> [Document passage]:
*****

The COS organizes it's nodes in five different data-centers.

DC leader: Contains the nomad servers (NMS).
DC backoffice: Contains those nomad clients (NMC) that provide basice functionality in order to run services. For example the prometheus servers and Grafana runs there.
DC public-services: Contains public facing services. These are services the clients directly get in touch with. They process ingress traffic. Thus an ingress load-balancer like fabio runs on those nodes.
DC private-services: Contains services wich are used internally. Those services do the real work, but need no access from/ to the internet.
DC content-connector: Contains services which are used to obtain/ scrape data from external sources. They usually load data from content-providers.

The data-centers of the COS are organized/ live in three different subnets.

Backoffice: This is the most important one, since it contains the most important instances, like the nomad servers. Thus it's restricted the most and has no access to the internet (either ingress nor egress).
Services: This subnet contains the services that need no egress access to the internet. Ingress access is only granted for some of them over an ALB, but not directly.
Content-Connector: This subnet contains services that need egress access to the internet in order to obtain data from conent-providers.

Docker Registry

This Cluster Orchestration System allows to pull docker images from public docker registries like Docker Hub and from AWS ECR.

Regarding AWS ECR, it is only possible to pull from the registry of the AWS account and region where this COS is deployed to. Thus you have to create an ECR in the same region on the same account and push your docker images there.

HA-Setup

The consul-servers as well as the nomad-servers are build up in an high-availability set up. At least three consul- and nomad-servers are deployed in different availability-zones. The nomad-clients are deployed in three different AZ's as well.

Structure

_docs

Providing detailed documentation for this module.

examples

Provides example instanziation of this module. The root-example builds up a full working nomad-cluster including the underlying networking, the nomad servers and -clients and a consul cluster for service discovery.

modules

Terraform modules for separate aspects of the cluster orchestration system.

nomad: Module that creates a cluster of nomad masters.
nomad-datacenter: Module that creates a cluster of nomad clients for a specific data-center.
consul: Module building up a consul cluster.
ui-access: Module building up alb's to grant access to nomad-, consul- and fabio-ui.
sgrules: Module connecting security groups of instances apropriately to grant the minimal needed access.
ami: Module for creating an AMI having nomad, consul and docker installed (based on Amazon Linux AMI 2017.09.1 .

*****

> [Input data]:

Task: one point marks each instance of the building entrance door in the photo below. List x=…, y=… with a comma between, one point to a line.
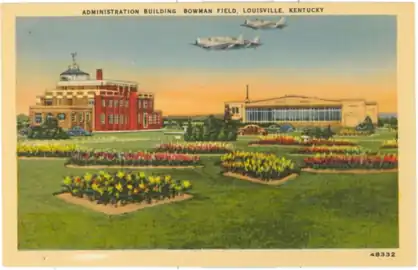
x=350, y=120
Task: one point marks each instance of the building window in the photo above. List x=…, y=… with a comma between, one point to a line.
x=102, y=118
x=73, y=117
x=145, y=120
x=154, y=118
x=38, y=118
x=293, y=114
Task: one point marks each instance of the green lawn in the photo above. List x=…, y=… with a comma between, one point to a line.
x=312, y=211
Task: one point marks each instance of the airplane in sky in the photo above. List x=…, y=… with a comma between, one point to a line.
x=226, y=43
x=264, y=24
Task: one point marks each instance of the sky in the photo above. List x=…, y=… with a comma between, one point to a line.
x=323, y=56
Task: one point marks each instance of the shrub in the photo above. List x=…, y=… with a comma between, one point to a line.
x=292, y=140
x=46, y=150
x=48, y=130
x=354, y=132
x=213, y=129
x=124, y=187
x=195, y=147
x=350, y=150
x=390, y=144
x=319, y=133
x=258, y=165
x=344, y=162
x=366, y=125
x=284, y=128
x=111, y=158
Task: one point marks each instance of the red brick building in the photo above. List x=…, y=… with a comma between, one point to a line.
x=96, y=104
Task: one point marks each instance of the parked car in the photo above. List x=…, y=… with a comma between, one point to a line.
x=273, y=129
x=78, y=131
x=286, y=128
x=252, y=130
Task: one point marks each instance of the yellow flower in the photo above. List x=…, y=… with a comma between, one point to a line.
x=186, y=184
x=120, y=174
x=118, y=186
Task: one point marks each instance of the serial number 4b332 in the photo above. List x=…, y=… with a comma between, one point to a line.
x=383, y=254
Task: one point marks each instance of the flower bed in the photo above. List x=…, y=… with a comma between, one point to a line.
x=350, y=162
x=353, y=132
x=131, y=159
x=390, y=144
x=265, y=167
x=291, y=140
x=195, y=148
x=46, y=150
x=121, y=189
x=350, y=150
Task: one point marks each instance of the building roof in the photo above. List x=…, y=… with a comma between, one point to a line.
x=300, y=97
x=74, y=71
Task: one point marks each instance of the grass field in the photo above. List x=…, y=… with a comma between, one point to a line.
x=312, y=211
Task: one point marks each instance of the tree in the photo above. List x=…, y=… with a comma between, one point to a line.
x=189, y=131
x=22, y=121
x=227, y=114
x=49, y=129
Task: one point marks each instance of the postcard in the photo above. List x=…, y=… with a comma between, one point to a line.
x=209, y=134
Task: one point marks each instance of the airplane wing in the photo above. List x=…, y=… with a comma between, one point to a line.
x=268, y=24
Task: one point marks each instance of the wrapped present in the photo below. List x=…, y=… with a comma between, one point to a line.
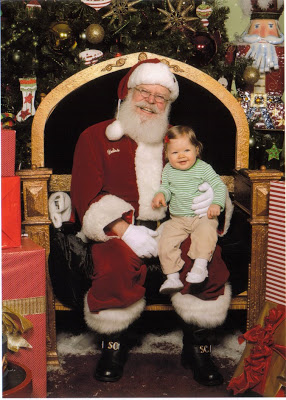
x=276, y=260
x=11, y=212
x=263, y=361
x=8, y=141
x=23, y=291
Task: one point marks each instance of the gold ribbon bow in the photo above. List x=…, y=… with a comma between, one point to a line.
x=14, y=325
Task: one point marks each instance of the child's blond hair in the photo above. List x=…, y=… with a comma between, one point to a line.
x=180, y=130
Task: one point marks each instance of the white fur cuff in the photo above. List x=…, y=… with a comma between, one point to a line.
x=114, y=319
x=100, y=214
x=203, y=313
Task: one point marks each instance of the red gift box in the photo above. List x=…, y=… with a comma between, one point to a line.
x=23, y=291
x=11, y=212
x=8, y=142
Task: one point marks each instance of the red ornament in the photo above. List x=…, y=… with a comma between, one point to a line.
x=205, y=48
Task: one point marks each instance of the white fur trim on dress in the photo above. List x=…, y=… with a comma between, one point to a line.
x=228, y=213
x=203, y=313
x=148, y=167
x=113, y=320
x=100, y=214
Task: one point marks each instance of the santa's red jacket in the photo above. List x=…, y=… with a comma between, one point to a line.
x=118, y=179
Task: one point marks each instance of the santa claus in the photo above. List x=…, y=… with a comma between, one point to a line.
x=116, y=171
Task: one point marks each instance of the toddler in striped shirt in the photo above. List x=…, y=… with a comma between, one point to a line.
x=181, y=178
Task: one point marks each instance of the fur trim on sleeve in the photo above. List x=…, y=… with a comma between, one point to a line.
x=228, y=214
x=100, y=214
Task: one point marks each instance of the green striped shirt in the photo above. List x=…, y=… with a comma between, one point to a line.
x=180, y=187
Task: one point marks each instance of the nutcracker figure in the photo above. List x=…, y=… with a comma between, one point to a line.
x=263, y=83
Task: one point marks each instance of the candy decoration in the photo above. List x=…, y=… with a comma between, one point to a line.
x=94, y=33
x=96, y=4
x=90, y=56
x=204, y=11
x=28, y=87
x=273, y=152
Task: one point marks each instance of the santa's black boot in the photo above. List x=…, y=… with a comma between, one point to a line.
x=196, y=355
x=113, y=357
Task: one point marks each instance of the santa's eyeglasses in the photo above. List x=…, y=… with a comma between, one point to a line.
x=159, y=98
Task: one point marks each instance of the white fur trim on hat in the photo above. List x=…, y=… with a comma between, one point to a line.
x=114, y=319
x=203, y=313
x=154, y=74
x=114, y=131
x=102, y=213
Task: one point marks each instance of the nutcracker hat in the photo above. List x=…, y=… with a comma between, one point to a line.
x=262, y=9
x=147, y=72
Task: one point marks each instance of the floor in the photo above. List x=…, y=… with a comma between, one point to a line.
x=153, y=368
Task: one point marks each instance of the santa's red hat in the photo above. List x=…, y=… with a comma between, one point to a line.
x=147, y=72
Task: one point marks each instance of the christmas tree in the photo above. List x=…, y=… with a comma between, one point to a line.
x=45, y=42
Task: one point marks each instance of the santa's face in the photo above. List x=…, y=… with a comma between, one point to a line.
x=263, y=28
x=150, y=100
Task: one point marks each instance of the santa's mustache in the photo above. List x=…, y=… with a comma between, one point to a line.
x=144, y=104
x=269, y=39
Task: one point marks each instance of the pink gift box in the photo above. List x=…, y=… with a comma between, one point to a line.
x=23, y=291
x=8, y=143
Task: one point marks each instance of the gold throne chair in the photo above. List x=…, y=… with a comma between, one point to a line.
x=203, y=103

*****

> [Exercises to complete]:
(1) Output the entries from the line with "Task: one point marks each instance of the parked" to the line with "x=118, y=186" as a JSON list of strings, one string per line, with blank lines omitted.
(2) Write what comes next in the cluster orchestration system documentation, picking up after its last line.
The entries are unrelated to the cluster orchestration system documentation.

> [Responses for each task]:
(1)
[
  "Task: one point marks each instance of the parked car in the photo above. List x=…, y=… with a comma between, one point to a line.",
  "x=273, y=129",
  "x=78, y=131",
  "x=286, y=128",
  "x=252, y=130",
  "Task: one point marks each instance of the yellow flower in the photo above. List x=…, y=… with a comma between, one point to a line.",
  "x=186, y=184",
  "x=120, y=174",
  "x=118, y=186"
]

(2)
ami2: Module for creating an AMI having nomad, consul and docker installed (based on AAmazon Linux 2 LTS Candidate AMI 2017.12.0).
networking: This module is only used to support the examples. It is not part of the main cos module.

Module Dependencies

The picture shows the dependencies within the modules of the cos-stack and the dependencies to the networking-stack.

Troubleshooting

Monitoring Server and Nodes

nomad monitor -log-level error|warn|info|debug|trace -node-id <node_id> | -server-id <server_id>
supported since nomad 0.10.2

Nomad CLI complains about invalid Certificate

If you have deployed the cluster with https endpoints for the ui-albs and have created a selfsigned certificate you might get errors from the nomad cli complanig about an invalid certificate (x509: certificate is..). To fix this you have to integrate your custom root-CA you used for signing your certificate apropriately into your system.

Provide access to CA cert-file

Therefore you have to store the PEM encoded CA cert-file locally and give the information where to find it to nomad.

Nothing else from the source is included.